● **Work to complete**
1) Extract the passage of the Julia rank-one update thread from "Rank-1 update of" up to and including "the shapes (n,1)", copying it word for word.
2) Answer these questions about the Julia rank-one update thread:
(a) Which function performs a rank-1 update in place?
(b) Which package is recommended because the einsum package is no longer maintained?
(c) What expression does the help text for that in-place function give for the update?
3) Carry on the Julia rank-one update thread, starting after its last sentence.

● **Selected extract**
........

For a rank-one update of a dense matrix in Matlab, I would write A=A+u*v'
. If I just use the same Matlab statement in Julia, I’ll get poor performance because of needless memory allocation and copying. I know how to write this with loops to get performance, and I also know how to write it without explicit loops using the einsum macro. But is there a performant way to write it using the new generator and dot-operator features?
A .= A .+ u*v'
should be efficient. Note that I did not use a .
on the *
. This makes sense because the *
in this context is not an element-wise operation but an outer product. I’m actually a bit confused as to what exactly .*
does here (it returns the same result but is slow).
The einsum package isn’t maintained anymore, but check out TensorOperations.jl. Watch out though, if I remember correctly functions in that package liked to wrap the results, I remember not being totally happy with it for that reason.
Update: Testing out TensorOperations a bit it did not seem to be wrapping the results, however it did not seem to like dotted operators very much, so I have no idea how performant it is.
BLAS.ger!
performs a rank-1 update in place
help?> BLAS.ger!
ger!(alpha, x, y, A)
Rank-1 update of the matrix A with vectors x and y as alpha*x*y' + A.
Matrix multiplication has a temporary. I don’t believe this will automatically parse to BLAS.ger!
, and so @dmbates’s suggestion should be used.
u.*v'
should do exactly the right thing here, because broadcasting over the shapes (n,1)
and (1,m)
results in a (n,m)

........

● **Dataset content**
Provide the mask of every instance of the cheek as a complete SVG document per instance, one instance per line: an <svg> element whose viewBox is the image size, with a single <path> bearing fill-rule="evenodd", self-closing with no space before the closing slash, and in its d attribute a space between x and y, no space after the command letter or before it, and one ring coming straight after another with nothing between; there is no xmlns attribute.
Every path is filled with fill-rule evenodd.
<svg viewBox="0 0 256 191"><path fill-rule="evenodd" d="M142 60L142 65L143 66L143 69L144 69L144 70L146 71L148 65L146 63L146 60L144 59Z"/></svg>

........

● **The responses**
1)
Rank-1 update of the matrix A with vectors x and y as alpha*x*y' + A.
Matrix multiplication has a temporary. I don’t believe this will automatically parse to BLAS.ger!
, and so @dmbates’s suggestion should be used.
u.*v'
should do exactly the right thing here, because broadcasting over the shapes (n,1)

2)
(a) BLAS.ger!
(b) TensorOperations.jl
(c) alpha*x*y' + A

3)
shape. Also, on v0.6, I don’t find that it is slow. Comparing the suggestions so far:
using TensorOperations, BenchmarkTools
ru1!(A,u,v) = A .+= u*v'
ru2!(A,u,v) = A .+= u.*v'
ru3!(A,u,v) = @tensor A[i,j] += u[i]*v[j]
ru4!(A,u,v) = BLAS.ger!(1.0, u, v, A);
A=rand(1000,800); u=rand(1000); v=rand(800);
@btime ru1!($A,$u,$v);
@btime ru2!($A,$u,$v);
@btime ru3!($A,$u,$v);
@btime ru4!($A,$u,$v);
Result:
2.281 ms (2 allocations: 6.10 MiB)
646.828 μs (1 allocation: 16 bytes)
1.385 ms (31 allocations: 1.41 KiB)
667.131 μs (0 allocations: 0 bytes)
So the fused broadcast version (ru2!
) is as fast as the BLAS version, and only causes one tiny allocation (for the transpose view of v
, I guess). @tensor
has too much overhead for this simple operation, but I found it rather good if you have multidimensional transposes/permutations where it’s not at all easy to get a cache-friendly operation schedule.
I presume @traktofon ran with BLAS.set_num_threads(1)
— otherwise BLAS.ger!
is the only multithreaded version as of v0.6, and should be faster.
More precisely, I ran it with the default; unfortunately there is no BLAS.get_num_threads
so I’m not sure how many threads that is, though from observing the CPU meter on my machine I guess it’s four, not one. Whether mulithreading is faster or not depends on the machine; this operation is strongly memory-bound, because each location of A
gets read and updated just once. Explicitly setting the number of threads, I get
nthreads=1: 639.515 μs (0 allocations: 0 bytes)
nthreads=2: 645.072 μs (0 allocations: 0 bytes)
nthreads=4: 660.982 μs (0 allocations: 0 bytes)
but this is running on my laptop which has only two real cores (plus hyperthreading) and only employs a single DIMM, so the memory access is shared between all threads. On a machine with more memory channels (two channels should be standard on desktop PCs nowadays) the threading probably helps. Modern compute servers with multiple CPU sockets and up to four memory channels will likely see vast improvements.
Edit: now had a chance to test on a desktop with two memory channels and four cores. Results as expected:
ru2!: 245.488 μs (1 allocation: 16 bytes)
ru4! nthreads=1: 220.873 μs (0 allocations: 0 bytes)
ru4! nthreads=2: 111.577 μs (0 allocations: 0 bytes)
ru4! nthreads=4: 110.171 μs (0 allocations: 0 bytes)
You have 4 threads on your PC, probably.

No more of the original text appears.